**Set problem**. Pick up the gensim LDA notebook below after its final line and continue writing it.

**Extract provided**.
--- begin ---

In this notebook, we will build LDA models on various datasets. We'll use the gensim implementation of LDA, though sklearn also comes with one. 

We will also use the library spacy for preprocessing (specifically lemmatisation). Though you can also perform lemmatisation in NLTK, it is slightly more convenient and less verbose in spacy. For visualising the topics and the word-topic distributions (interactively!), we'll use the 'pyLDAvis' module.

In [None]:
import warnings
warnings.filterwarnings('ignore',category=DeprecationWarning)

# import libraries
import numpy as np
import pandas as pd
import nltk
import matplotlib.pyplot as plt
import re,random,os
import seaborn as sns
from nltk.corpus import stopwords
import string
from pprint import pprint as pprint

# spacy for basic processing, optional, can use nltk as well(lemmatisation etc.)
import spacy

#gensim for LDA
import gensim
import gensim.corpora as corpora
from gensim.utils import simple_preprocess
from gensim.models import CoherenceModel

#plotting tools
import pyLDAvis
import pyLDAvis.gensim #dont skip this
import matplotlib.pyplot as plt
%matplotlib inline


In [None]:
spacy.cli.download("en")

--- end ---

**Given entries**.

--- begin ---

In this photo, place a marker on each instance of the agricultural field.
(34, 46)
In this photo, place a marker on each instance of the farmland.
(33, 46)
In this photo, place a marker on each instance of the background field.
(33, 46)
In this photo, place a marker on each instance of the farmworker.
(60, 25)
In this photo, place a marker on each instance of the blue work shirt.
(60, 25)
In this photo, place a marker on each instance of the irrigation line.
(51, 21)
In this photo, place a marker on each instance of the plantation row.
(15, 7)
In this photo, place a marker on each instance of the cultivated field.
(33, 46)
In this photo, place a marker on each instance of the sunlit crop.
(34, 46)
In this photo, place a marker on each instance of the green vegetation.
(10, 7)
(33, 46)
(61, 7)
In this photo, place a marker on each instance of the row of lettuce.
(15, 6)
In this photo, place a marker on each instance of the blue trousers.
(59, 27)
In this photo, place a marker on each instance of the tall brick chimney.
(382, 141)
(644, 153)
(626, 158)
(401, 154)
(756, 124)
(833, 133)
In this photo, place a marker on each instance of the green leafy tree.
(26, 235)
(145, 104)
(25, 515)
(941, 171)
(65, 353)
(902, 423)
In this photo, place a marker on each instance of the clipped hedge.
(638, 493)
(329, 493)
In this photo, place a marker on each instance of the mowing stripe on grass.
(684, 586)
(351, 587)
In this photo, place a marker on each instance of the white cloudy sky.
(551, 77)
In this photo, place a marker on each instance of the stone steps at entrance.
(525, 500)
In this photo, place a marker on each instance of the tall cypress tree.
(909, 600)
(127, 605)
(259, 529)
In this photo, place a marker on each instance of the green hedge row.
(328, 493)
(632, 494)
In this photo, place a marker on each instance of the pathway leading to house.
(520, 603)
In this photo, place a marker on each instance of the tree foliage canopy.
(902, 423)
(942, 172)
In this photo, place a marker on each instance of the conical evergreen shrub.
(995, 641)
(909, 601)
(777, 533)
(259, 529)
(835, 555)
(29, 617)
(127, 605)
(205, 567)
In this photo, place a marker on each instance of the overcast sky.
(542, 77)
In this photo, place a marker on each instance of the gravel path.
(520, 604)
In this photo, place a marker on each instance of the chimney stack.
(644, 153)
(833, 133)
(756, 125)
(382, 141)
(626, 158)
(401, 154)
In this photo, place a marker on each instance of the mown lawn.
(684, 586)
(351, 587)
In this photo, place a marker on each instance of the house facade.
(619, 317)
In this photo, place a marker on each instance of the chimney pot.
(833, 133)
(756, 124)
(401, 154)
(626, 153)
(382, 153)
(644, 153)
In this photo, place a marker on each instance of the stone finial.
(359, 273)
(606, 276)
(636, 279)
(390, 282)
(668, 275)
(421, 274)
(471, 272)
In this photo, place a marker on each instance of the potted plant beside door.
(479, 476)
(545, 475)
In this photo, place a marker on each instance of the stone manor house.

--- end ---

**Answer**.
## Amazon Product Reviews Dataset - Tap

For building topic models, let's experiment with the Amazon product reviews dataset. We have a list of reviews of a few amazon products such as Kindle, Echo (Alexa) etc. 

In [None]:
df=pd.read_csv('../input/amazon-reviews-data/Amazon Reviews.csv')
df.head()

In [None]:
df.info()

In [None]:
df[df['asins']=='B01BH83OOM']['keys'][852]

In [None]:
df[df['asins']=='B01BH83OOM']['name'][854]

Let's now filter the dataframe to only one product - Amazon Tap. If you are not aware of Tap, <a href="https://www.amazon.com/dp/B01BH83OOM?ref=ODS_HA_F_surl">here's the amazon page</a>.

In [None]:
# filter for product id = amazon tap
df = df[df['asins']=="B01BH83OOM"]
df.head(3)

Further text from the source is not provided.